**Written request 1**
In the text on the Dryden baronetcies, why have the Ambrosden title and the 1795 Canons Ashby title been held by one person since 1874?
## START Text passage
There have been three baronetcies created for persons with the surname Dryden, one in the Baronetage of England and two in the Baronetage of Great Britain. Two of the creations are extant and are joined under a single holder since 1874.

The Dryden Baronetcy, of Canons Ashby in the County of Northampton, was created in the Baronetage of England on 16 November 1619 for Erasmus Dryden, subsequently Member of Parliament for Banbury. The second Baronet represented Northamptonshire in the House of Commons. The title became extinct on the death of the seventh Baronet in 1770. However, the title was revived in 1795 (see below).

The poet John Dryden was the grandson of the first Baronet and father of the fifth.

The Turner, later Page-Turner, later Dryden Baronetcy, of Ambrosden in the County of Oxford, was created in the Baronetage of Great Britain on 24 August 1733 for Edward Turner. The second Baronet sat as Member of Parliament for Great Bedwyn, Oxfordshire and Penrhyn. His second son John was created a baronet, of Canons-Ashby, in his own right in 1795 (see below). The third Baronet represented Thirsk in the House of Commons. In 1775 he inherited substantial estates on the death of his great-uncle Sir Gregory Page, 2nd Baronet and assumed the additional surname of Page. The surname of Page-Turner was also borne by the fourth, fifth Baronets and sixth Baronets. On the latter's death in 1874 the title was inherited by Sir Henry Edward Leigh Dryden, 4th Baronet, of Canons Ashby (see below). The titles have remained united ever since.

The Dryden Baronetcy, of Canons Ashby in the County of Northampton, was created in the Baronetage of Great Britain on 2 May 1795 for John Dryden. Born John Turner, he was the second son of the second Baronet of the 1733 creation and the husband of the niece and heiress of the seventh and last Baronet of the 1619 creation. In 1791 he assumed by sign-manual the surname and arms of Dryden only. The fourth Baronet succeeded as seventh Baronet of Ambrosden in 1874.

Dryden baronets, of Canons Ashby (1619)

Sir Erasmus Dryden, 1st Baronet (1553–1632)
Sir John Dryden, 2nd Baronet (–c. 1658)
Sir Robert Dryden, 3rd Baronet (c. 1638–1708)
Sir John Dryden, 4th Baronet (c. 1635–1710)
Sir Erasmus Henry Dryden, 5th Baronet (1669–1710)
Sir Erasmus Dryden, 6th Baronet (1636–1718)
Sir John Dryden, 7th Baronet (c. 1704–1770)

Turner, later Page-Turner, later Dryden baronets, of Ambrosden (1733)
## END Text passage
## START Data provided
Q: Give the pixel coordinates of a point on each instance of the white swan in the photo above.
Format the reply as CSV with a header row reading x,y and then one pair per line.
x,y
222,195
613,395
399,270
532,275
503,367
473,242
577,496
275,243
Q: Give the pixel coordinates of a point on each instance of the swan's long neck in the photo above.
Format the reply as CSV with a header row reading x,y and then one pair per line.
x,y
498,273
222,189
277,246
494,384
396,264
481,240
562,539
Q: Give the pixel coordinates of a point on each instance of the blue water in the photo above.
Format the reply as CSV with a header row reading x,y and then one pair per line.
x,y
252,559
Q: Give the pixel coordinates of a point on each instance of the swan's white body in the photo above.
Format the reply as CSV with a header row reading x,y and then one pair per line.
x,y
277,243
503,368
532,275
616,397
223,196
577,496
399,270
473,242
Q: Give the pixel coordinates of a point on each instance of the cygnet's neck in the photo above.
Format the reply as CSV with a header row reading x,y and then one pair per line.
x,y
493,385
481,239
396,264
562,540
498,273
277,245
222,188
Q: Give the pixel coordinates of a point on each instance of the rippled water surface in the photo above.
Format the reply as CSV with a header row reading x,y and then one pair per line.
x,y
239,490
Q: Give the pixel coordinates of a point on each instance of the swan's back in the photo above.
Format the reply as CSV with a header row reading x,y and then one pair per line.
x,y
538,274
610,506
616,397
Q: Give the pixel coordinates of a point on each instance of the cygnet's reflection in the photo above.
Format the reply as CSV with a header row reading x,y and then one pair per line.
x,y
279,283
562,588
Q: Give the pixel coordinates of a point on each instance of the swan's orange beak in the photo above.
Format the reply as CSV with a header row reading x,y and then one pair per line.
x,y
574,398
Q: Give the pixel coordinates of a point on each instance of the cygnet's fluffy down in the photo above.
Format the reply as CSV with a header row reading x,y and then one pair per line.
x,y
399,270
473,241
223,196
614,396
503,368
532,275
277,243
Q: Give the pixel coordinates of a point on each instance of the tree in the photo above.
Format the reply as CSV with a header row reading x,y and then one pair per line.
## END Data provided
**Written request 2**
Rewrite the rows starting at the line that contains "back in the photo above." and ending at the end of the rows, replacing "pixel coordinates" with "image coordinates" and leaving everything else unchanged.

**Task response 1**
In 1874 the sixth Baronet of Ambrosden died, and that title passed to Sir Henry Edward Leigh Dryden, who was the 4th Baronet of Canons Ashby under the 1795 creation. He became the seventh Baronet of Ambrosden, and the two titles have stayed united since then.

**Task response 2**
Q: Give the image coordinates of a point on each instance of the swan's back in the photo above.
Format the reply as CSV with a header row reading x,y and then one pair per line.
x,y
538,274
610,506
616,397
Q: Give the image coordinates of a point on each instance of the cygnet's reflection in the photo above.
Format the reply as CSV with a header row reading x,y and then one pair per line.
x,y
279,283
562,588
Q: Give the image coordinates of a point on each instance of the swan's orange beak in the photo above.
Format the reply as CSV with a header row reading x,y and then one pair per line.
x,y
574,398
Q: Give the image coordinates of a point on each instance of the cygnet's fluffy down in the photo above.
Format the reply as CSV with a header row reading x,y and then one pair per line.
x,y
399,270
473,241
223,196
614,396
503,368
532,275
277,243
Q: Give the image coordinates of a point on each instance of the tree in the photo above.
Format the reply as CSV with a header row reading x,y and then one pair per line.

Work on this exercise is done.